Write out every line of the material exactly as it appears.

##############################

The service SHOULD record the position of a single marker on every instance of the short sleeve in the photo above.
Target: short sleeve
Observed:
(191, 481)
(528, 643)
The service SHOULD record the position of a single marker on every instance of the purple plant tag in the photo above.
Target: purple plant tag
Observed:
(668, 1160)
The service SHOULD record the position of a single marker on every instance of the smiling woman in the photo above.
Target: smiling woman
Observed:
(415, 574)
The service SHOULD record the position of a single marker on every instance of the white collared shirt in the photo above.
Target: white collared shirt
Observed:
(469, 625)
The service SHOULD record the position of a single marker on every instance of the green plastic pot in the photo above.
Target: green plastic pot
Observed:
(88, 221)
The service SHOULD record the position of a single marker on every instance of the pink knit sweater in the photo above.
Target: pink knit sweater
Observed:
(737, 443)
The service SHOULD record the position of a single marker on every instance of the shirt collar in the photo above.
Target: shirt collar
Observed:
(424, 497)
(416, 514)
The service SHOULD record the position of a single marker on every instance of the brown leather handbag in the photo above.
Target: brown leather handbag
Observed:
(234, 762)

##############################

WRITTEN RESPONSE →
The service SHOULD record the position of a single marker on every instance of the short sleeve in the photo above.
Target: short sleeve
Observed:
(191, 481)
(528, 643)
The service SHOULD record the position of a single marker on every instance of the purple plant tag in the photo above.
Target: purple plant tag
Observed:
(668, 1160)
The service SHOULD record the position of a single marker on every instance of the smiling woman in the photo above.
Target: smiling woman
Observed:
(415, 574)
The service SHOULD record the position of a single marker on every instance of the white collared shirt in the photo above.
Target: white collared shirt
Observed:
(469, 625)
The service SHOULD record the position of a single marker on every instance of the green plastic pot in the photo above.
Target: green plastic pot
Observed:
(88, 221)
The service SHOULD record the position of a single marker on every instance of the pink knit sweater in the photo above.
Target: pink knit sweater
Observed:
(737, 443)
The service SHOULD record the position of a single marker on every instance of the shirt collar in the photo above.
Target: shirt collar
Observed:
(424, 497)
(416, 514)
The service SHOULD record the position of a single marker on every instance of the brown leather handbag in the photo above.
Target: brown leather handbag
Observed:
(234, 762)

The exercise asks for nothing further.